When 30 climate protestors from 18 countries protested drilling at an Arctic oil platform operated by Gazprom, they represented the people of the world taking a symbolic stand against climate destruction, the corporate climate destroyers, and the governments that back them. But the action of the Arctic 30 may be prophetic of something more: the emergence of a global insurgency that challenges the very legitimacy of those who are destroying our planet.
The 2013 Fifth Report of the Intergovernmental Panel on Climate Change confirmed that humans are destroying the earth’s climate. But it also revealed something even more alarming: Twenty-five years of human effort to protect the climate have failed even to slow the forces that are destroying it. On the contrary, the rate of increase in carbon emissions from burning fossil fuels tripled between the release of the first IPCC report in 1988 and today.
Scientists and climate protection advocates once expected that rational leaders and institutions would respond appropriately to the common threat of climate change. As Bill McKibben said of Jim Hansen and himself, “I think he thought, as did I, if we get this set of facts out in front of everybody, they’re so powerful — overwhelming — that people will do what needs to be done.”

--- DATA EXTRACT ---
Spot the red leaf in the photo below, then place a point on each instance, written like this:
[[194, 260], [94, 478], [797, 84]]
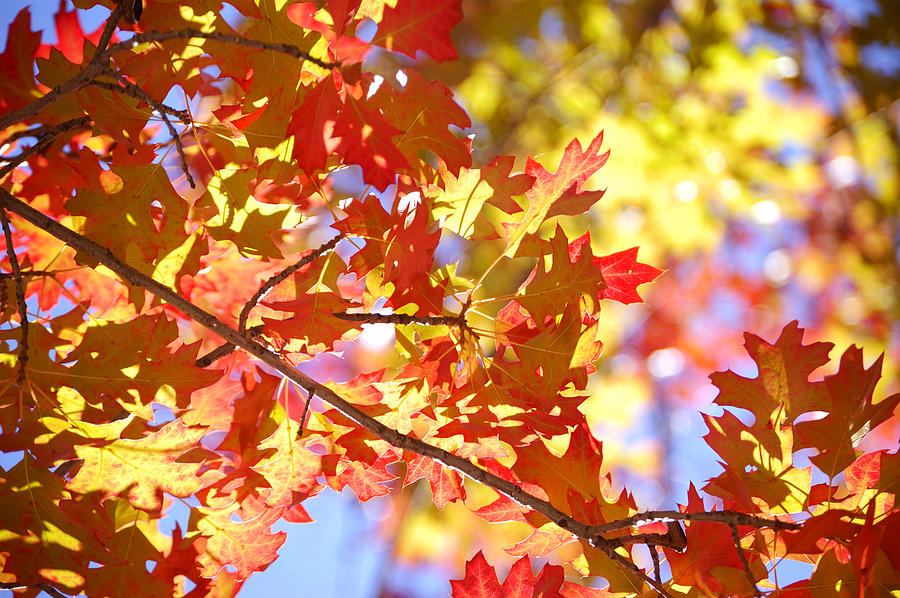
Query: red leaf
[[17, 87], [446, 484], [480, 581], [312, 126], [710, 548], [623, 274], [411, 25]]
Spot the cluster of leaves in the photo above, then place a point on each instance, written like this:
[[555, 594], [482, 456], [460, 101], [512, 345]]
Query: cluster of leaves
[[178, 172], [756, 161]]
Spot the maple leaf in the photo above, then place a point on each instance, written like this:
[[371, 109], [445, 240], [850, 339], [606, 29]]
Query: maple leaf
[[313, 323], [367, 139], [621, 271], [410, 26], [423, 111], [247, 546], [709, 556], [446, 485], [571, 277], [459, 199], [559, 193], [17, 87], [851, 413], [481, 581], [314, 138], [142, 469]]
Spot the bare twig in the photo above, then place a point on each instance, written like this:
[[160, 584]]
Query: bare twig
[[726, 517], [132, 90], [46, 587], [20, 297], [94, 68], [41, 131], [271, 359], [386, 433], [402, 319], [309, 399], [160, 36], [226, 349], [654, 556], [27, 274], [160, 109], [626, 564], [274, 280]]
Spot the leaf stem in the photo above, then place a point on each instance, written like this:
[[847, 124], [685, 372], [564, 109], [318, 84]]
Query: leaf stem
[[20, 298]]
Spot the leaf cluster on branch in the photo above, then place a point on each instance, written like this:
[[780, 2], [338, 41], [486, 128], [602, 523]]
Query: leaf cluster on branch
[[193, 209]]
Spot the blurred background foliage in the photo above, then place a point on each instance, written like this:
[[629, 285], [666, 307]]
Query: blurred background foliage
[[754, 156]]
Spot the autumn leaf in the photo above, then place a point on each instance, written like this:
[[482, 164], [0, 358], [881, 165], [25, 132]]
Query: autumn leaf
[[559, 193], [410, 26]]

--- TO BE DONE ---
A. Answer these questions from the climate protest text:
(i) How many protestors took part in the action at the Arctic oil platform, and from how many countries did they come?
(ii) Which report of the Intergovernmental Panel on Climate Change, released in 2013, confirmed that humans are destroying the earth's climate?
(iii) How did the rate of increase in carbon emissions from burning fossil fuels change between 1988 and today?
B. Carry on the text about climate protest and the Arctic 30, starting after its final paragraph.
The material plays no part in this exercise.

--- RESULTS ---
A.
(i) There were 30 protestors, and they came from 18 countries.
(ii) The Fifth Report confirmed it.
(iii) The rate of increase tripled.

B.
It didn’t work. Those who are fighting to save the climate need a new strategy. One such strategy to consider is a global nonviolent law-enforcing insurgency.
A Nonviolent Insurgency
Insurgencies are social movements, but movements of a special type: they reject current rulers’ claims to legitimate authority. Insurgencies often develop from movements that initially make no direct challenge to established authority but eventually conclude that one is necessary to realize their objectives. To effectively protect the earth’s climate and our species’ future, the climate protection movement may have to become such an insurgency.
The term “insurgency” is generally associated with an armed rebellion against an established government. Its aim may be to overthrow the existing government, but it may also aim to change it or simply to protect people against it. Whatever its means and ends, the hallmark of such an insurgency is to deny the legitimacy of established state authority and to assert the legitimacy of its own actions.
A nonviolent insurgency pursues similar objectives by different means. Like an armed insurgency, it does not accept the limits on its action imposed by the powers-that-be. But unlike an armed insurgency, it eschews violence and instead expresses power by mobilizing people for various forms of nonviolent mass action.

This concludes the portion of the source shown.